--- BEGIN DOCUMENT SEGMENT ---
McCARTHY, Administrative Patent Judge.
The Examiner rejects claims 1, 3, 4, 8, 9, 11, 14, 15 and 17 under 35
U.S.C. § 103 as being unpatentable over Titus (US 6,018,471, issued Jan.
25, 2000) and Mendez (US 2012/0144804 Al, publ. June 14, 2012) (Final
Office Action, mailed Apr. 7, 2017 ("Final Act."), at 2); and claims 2, 10
and 16 under § 103 as being unpatentable over Titus, Mendez and Ernst (US
8,752,378 B2, issued June 17, 2014) (Final Act. 8). My colleagues affirm.
Because I believe that the Examiner has not shown the subject matter of the
claims to have been obvious, I dissent.
Appeal2018-004389
Application 14/507 ,524
CLAIMED SUBJECT MATTER
The Specification teaches that:
For spark-ignited engines, such as natural gas engines, a larger
concentration of unburned hydrocarbons and/or carbon
monoxide may be present in the exhaust gas. For instance, spark-
ignited engines may have a combustion efficiency of
approximately 98%. Thus, approximately 2% of the fuel energy
is not utilized and leaves the engine as unburned hydrocarbons
and/or carbon monoxide. In some implementations, a waste heat
recovery system may be included as part of the exhaust system
to capture the heat of the exhaust gases and convert the heat to
useful energy (e.g., electrical and/or mechanical energy). To
maximize the usage of the fuel, an oxidation catalyst may be
positioned upstream of the waste heat recovery system to oxidize
the unburned hydrocarbons and/or carbon monoxide, thereby
producing additional heat for the exhaust gases. Such additional
heat may be captured by the waste heat recovery system and
converted into electrical or mechanical energy.
--- END DOCUMENT SEGMENT ---
--- BEGIN DATA ROWS ---
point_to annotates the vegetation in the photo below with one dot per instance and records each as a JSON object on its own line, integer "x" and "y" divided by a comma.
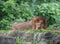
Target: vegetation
{"x": 23, "y": 10}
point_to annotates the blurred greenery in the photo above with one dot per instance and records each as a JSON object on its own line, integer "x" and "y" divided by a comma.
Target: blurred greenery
{"x": 23, "y": 10}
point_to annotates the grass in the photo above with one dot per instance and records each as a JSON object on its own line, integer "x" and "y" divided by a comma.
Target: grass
{"x": 20, "y": 40}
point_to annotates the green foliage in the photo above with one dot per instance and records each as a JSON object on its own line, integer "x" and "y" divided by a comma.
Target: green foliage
{"x": 23, "y": 10}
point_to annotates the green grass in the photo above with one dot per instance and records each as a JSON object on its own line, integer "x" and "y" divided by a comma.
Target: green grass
{"x": 20, "y": 40}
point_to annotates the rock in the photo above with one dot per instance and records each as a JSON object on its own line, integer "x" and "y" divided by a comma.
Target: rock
{"x": 28, "y": 37}
{"x": 37, "y": 37}
{"x": 7, "y": 40}
{"x": 26, "y": 43}
{"x": 15, "y": 33}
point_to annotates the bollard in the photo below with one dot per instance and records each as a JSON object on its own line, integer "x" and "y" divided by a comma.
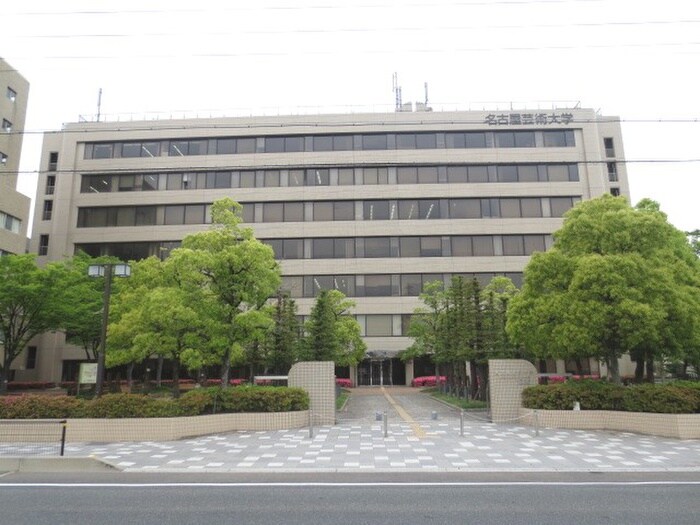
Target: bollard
{"x": 63, "y": 436}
--- END DATA ROWS ---
TO DO:
A. According to the patent appeal excerpt, why may an oxidation catalyst be placed upstream of the waste heat recovery system? Answer in one to three sentences.
B. Reproduce word for word the portion of the patent appeal excerpt starting with "McCARTHY, Administrative Patent" and going on through "obvious, I dissent.".

THE RESPONSES:
A. The catalyst oxidizes the unburned hydrocarbons and/or carbon monoxide left in the exhaust, which produces additional heat in the exhaust gases. The waste heat recovery system can then capture that heat and convert it into electrical or mechanical energy, which maximizes the usage of the fuel.

B.
McCARTHY, Administrative Patent Judge.
The Examiner rejects claims 1, 3, 4, 8, 9, 11, 14, 15 and 17 under 35
U.S.C. § 103 as being unpatentable over Titus (US 6,018,471, issued Jan.
25, 2000) and Mendez (US 2012/0144804 Al, publ. June 14, 2012) (Final
Office Action, mailed Apr. 7, 2017 ("Final Act."), at 2); and claims 2, 10
and 16 under § 103 as being unpatentable over Titus, Mendez and Ernst (US
8,752,378 B2, issued June 17, 2014) (Final Act. 8). My colleagues affirm.
Because I believe that the Examiner has not shown the subject matter of the
claims to have been obvious, I dissent.